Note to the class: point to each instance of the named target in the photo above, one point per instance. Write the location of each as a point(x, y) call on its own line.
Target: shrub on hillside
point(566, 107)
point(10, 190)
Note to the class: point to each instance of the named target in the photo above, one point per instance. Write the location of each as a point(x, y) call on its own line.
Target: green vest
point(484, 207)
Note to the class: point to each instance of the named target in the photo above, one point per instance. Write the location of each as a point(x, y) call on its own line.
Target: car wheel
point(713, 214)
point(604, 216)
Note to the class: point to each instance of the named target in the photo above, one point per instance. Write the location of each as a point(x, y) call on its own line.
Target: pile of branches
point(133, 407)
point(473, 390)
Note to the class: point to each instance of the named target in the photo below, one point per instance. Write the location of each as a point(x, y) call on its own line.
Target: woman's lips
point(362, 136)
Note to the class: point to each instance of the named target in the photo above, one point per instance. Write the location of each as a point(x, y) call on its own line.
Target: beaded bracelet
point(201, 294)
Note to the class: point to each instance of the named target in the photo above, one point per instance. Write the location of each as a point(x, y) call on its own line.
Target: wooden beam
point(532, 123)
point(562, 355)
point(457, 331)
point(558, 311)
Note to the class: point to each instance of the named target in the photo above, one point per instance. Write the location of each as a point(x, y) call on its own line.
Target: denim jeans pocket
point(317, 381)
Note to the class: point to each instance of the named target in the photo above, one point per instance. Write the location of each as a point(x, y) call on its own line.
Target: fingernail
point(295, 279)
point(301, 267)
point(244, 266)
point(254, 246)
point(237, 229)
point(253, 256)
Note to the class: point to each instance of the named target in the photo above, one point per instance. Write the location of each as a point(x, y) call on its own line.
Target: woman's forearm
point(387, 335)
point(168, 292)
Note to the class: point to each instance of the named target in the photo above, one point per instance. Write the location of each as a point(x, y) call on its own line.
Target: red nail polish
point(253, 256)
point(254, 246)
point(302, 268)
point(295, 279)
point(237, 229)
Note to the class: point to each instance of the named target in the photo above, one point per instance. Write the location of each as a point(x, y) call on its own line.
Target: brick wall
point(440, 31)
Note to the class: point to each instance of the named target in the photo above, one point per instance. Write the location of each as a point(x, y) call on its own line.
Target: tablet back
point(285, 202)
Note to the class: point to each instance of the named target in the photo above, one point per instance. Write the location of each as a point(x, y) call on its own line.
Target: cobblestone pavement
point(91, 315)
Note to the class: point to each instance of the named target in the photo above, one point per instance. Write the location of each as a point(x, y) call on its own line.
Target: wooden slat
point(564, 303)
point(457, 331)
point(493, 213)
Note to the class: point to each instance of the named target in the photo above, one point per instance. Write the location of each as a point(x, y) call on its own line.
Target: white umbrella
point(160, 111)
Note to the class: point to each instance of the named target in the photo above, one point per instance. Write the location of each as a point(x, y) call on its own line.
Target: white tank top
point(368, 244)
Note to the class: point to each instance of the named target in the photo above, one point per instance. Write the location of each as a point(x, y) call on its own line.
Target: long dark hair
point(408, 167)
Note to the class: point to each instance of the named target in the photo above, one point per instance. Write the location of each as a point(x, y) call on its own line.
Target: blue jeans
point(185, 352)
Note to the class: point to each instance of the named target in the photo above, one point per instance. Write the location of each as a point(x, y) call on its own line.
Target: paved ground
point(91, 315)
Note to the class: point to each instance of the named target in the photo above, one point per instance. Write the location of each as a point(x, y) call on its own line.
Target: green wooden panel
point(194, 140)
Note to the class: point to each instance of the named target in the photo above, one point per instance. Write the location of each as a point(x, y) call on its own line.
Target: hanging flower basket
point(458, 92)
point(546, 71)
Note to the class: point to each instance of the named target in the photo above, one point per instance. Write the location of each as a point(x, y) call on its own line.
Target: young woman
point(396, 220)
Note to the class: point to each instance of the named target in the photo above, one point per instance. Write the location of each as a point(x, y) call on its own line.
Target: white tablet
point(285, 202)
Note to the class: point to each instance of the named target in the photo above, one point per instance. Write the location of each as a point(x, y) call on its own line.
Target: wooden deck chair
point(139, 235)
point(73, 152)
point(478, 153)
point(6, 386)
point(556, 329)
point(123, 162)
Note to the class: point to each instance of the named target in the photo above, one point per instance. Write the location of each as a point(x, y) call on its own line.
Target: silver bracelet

WHAT THIS TASK INVOLVES:
Please copy the lines word for word, starting at the line that contains "photo below, one" and stopping after the line that contains "point(362, 136)".

OUTPUT OF THE TASK:
Note to the class: point to each instance of the named target in the photo below, one point per instance. Write the location of each as a point(x, y) call on its own line.
Target: woman's lips
point(362, 136)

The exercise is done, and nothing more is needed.